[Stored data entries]
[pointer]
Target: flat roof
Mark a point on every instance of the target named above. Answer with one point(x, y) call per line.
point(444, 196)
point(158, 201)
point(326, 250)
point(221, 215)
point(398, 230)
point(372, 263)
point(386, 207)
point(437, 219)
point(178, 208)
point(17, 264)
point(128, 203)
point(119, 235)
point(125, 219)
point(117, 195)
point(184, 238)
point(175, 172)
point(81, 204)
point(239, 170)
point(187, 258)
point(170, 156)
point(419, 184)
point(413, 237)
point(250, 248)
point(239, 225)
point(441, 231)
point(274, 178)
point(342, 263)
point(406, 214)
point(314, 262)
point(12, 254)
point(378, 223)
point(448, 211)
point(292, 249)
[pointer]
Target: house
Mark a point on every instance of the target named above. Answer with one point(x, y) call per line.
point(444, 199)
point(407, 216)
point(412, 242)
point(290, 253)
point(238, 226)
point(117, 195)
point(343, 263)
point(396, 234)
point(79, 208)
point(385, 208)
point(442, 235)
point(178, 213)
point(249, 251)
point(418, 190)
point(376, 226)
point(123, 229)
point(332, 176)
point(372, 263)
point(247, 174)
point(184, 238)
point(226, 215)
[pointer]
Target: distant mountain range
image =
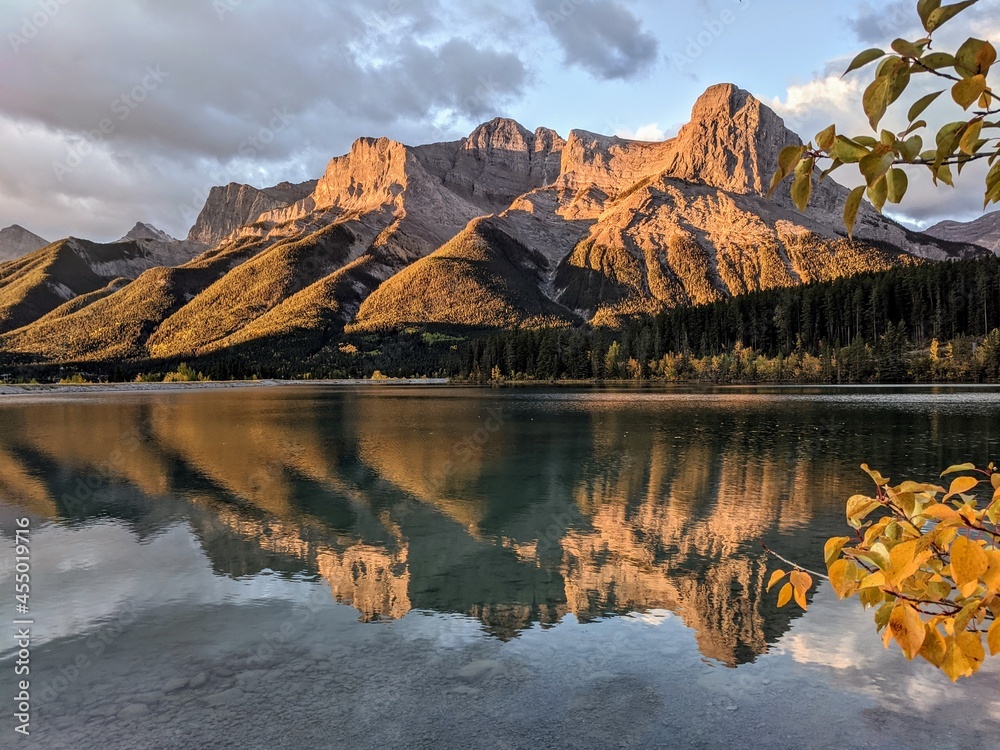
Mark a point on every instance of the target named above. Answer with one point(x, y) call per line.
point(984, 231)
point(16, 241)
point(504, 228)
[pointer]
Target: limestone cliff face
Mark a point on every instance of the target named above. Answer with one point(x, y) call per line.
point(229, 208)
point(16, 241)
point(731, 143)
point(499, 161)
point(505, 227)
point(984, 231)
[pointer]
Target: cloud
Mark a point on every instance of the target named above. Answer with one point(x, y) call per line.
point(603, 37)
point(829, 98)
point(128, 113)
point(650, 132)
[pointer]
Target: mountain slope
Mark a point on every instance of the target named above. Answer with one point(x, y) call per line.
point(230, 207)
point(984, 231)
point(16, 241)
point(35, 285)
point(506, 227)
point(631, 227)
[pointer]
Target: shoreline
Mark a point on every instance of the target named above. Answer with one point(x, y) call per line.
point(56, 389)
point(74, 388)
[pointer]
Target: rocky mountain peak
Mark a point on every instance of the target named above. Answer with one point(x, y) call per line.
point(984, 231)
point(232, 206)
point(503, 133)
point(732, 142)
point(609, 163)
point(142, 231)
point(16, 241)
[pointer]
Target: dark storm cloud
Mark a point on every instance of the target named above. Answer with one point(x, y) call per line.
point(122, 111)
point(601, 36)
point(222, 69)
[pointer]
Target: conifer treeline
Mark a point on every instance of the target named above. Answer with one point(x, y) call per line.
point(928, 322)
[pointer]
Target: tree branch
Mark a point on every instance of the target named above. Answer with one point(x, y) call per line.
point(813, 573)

→ **Problem to work on**
Output nothing but the number of lines in the data containing the string "cloud".

→ **Result**
2